*** Text section ***
If anything, he’s gotten more extreme as his attempts to follow through on his campaign promises have been stymied by the courts or the Congress or the public or the media or — is there anyone still on his side? I mean, I guess the First Lady. And Bannon. So I figure moderates who voted for Slump hoping that he would be a good middle-right statesman once he got into office? Not real happy with how it’s gone.

Libertarians: Well, I mean, libertarians hate everything anyway.

People who thought he had to be better than Clinton: HAAAAAAAAAHAHAHAHAHAHAHAHAHAHAHAHAHAHAHAHAHAHAHAHAHAHAHAHAHAHAHAHAHAHAHAHAHAHAAhaaaaaa.

Start with the accusation that Clinton is a liar. Now: alternative facts. Then go to her ties to Wall Street and to billionaire donors with shady politics. Treasury Secretary Stephen Mnuchin, Education Secretary Betsy DeVos, (fortunately withdrawn) Labor Secretary Andrew Puzder, Secretary of State Rex Tillerson. Then how about that email thing? Right: I give you reading classified documents on an open air terrace at a golf resort, not to mention the Twitter Feed Heard ‘Round the World. And her apparent lack of personal charm and class?

Come on: that was shot before the election.

Frankly, I hope you people are unhappy.

People who were so angry over Bernie Sanders’s treatment that they wrote in his name or didn’t vote at all: Well, principles are important. But maybe a little less so now, hmmmm? “Voting for the lesser evil is still voting for evil.” Right: so is voting in such a way that you enable evil to win. I’m not saying that voting for Clinton wouldn’t have been evil: I mean, I don’t think it would have been, but I’m not in this group; those who are in this group may not have been able to stomach a vote for Clinton, and I get that. But when you literally throw away your vote — I don’t mean the people who voted for Stein or Johnson or another legitimate third party — you are making it more likely that either evil is going to win. Which means you’re voting for evil. And you got it.

Does it feel better to help evil when you have your back turned to it while you help?

Probably not.

Big business: 

Billionaires’ — Hold on a second — go back and watch that last one again. That video is priceless.

Right, where was I?

Billionaires’ Boy’s Club:

(By the way: did you know the last verse of that song is from the point of view of the President? Hm. Interesting.)

Speaking of presidents…

Vice President Mike Pence: Every time somebody mentions impeachment, I think his heart skips a beat. He signed onto this dog and pony show as the rational one, and that will stand him in good stead if the Mump ahead of him finally gets yanked out by the big hook. So considering how the first 30 days have gone, I assume he’s quite happy, indeed.

The Military: I assume they like how he keeps talking about increasing the military budget and buying newer, better equipment. If my job put me in harm’s way, and I could do it better with newer equipment, I’d want the same thing. Hell, if we didn’t have an unConstitutional standing army that has made us into the most war-like, invasive, intercessionist nation in history, I’d want the men and women of our military to have more money and better equipment. (Someday we will have the greatest National Guard in the world, and will offer hefty support to our allies and the UN — and nothing. Else. Think how far our military budget could go if we weren’t supporting hundreds of redundant bases around the world. But anyway.) They probably approve of his naming so many generals to his staff and cabinet. But they can’t be happy that he seems to be systematically alienating our allies and cutting off all lines of communication. I don’t believe our military wants to fight World War III, let alone start it.
*** Items ***
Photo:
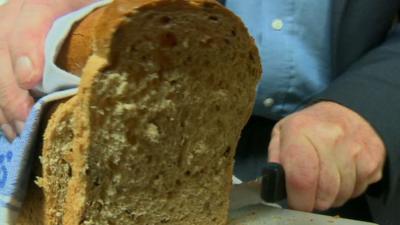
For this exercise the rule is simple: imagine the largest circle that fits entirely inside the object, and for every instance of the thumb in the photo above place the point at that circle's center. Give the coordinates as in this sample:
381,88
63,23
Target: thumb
274,145
28,37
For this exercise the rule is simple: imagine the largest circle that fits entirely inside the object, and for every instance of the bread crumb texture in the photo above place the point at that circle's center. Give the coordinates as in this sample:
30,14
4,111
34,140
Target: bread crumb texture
150,137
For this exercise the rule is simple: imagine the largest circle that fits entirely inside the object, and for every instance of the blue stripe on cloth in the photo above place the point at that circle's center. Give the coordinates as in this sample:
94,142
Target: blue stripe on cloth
16,158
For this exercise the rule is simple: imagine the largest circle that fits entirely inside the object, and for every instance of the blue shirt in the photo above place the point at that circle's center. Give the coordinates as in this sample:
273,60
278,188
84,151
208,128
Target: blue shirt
293,37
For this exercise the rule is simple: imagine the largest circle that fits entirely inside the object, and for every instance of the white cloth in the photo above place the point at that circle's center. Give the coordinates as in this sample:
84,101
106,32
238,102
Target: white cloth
16,157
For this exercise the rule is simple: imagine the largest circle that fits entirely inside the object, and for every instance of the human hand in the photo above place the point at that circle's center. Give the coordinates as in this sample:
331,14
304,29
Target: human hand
330,154
24,25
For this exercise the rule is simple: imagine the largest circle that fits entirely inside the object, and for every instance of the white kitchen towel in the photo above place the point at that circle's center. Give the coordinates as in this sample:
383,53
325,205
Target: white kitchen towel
16,157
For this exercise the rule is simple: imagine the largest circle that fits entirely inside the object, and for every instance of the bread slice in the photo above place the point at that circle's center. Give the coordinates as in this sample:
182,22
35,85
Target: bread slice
167,86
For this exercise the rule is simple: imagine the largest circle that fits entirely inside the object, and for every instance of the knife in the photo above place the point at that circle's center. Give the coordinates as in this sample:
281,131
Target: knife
269,188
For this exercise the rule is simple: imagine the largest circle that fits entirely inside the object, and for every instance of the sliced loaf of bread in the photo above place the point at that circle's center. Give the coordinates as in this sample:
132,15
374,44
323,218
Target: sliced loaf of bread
167,86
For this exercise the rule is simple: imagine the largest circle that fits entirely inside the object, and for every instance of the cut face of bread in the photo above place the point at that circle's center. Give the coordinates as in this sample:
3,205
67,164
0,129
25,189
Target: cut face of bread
151,135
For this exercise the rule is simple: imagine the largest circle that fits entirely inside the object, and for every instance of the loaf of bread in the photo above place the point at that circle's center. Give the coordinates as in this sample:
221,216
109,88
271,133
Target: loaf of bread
166,88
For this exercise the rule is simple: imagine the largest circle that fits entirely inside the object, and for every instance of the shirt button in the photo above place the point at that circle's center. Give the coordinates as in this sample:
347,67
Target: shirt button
268,102
277,24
***
▸ The request
In the political commentary, which cabinet nominee is described as withdrawn?

▸ Written solution
Labor Secretary Andrew Puzder.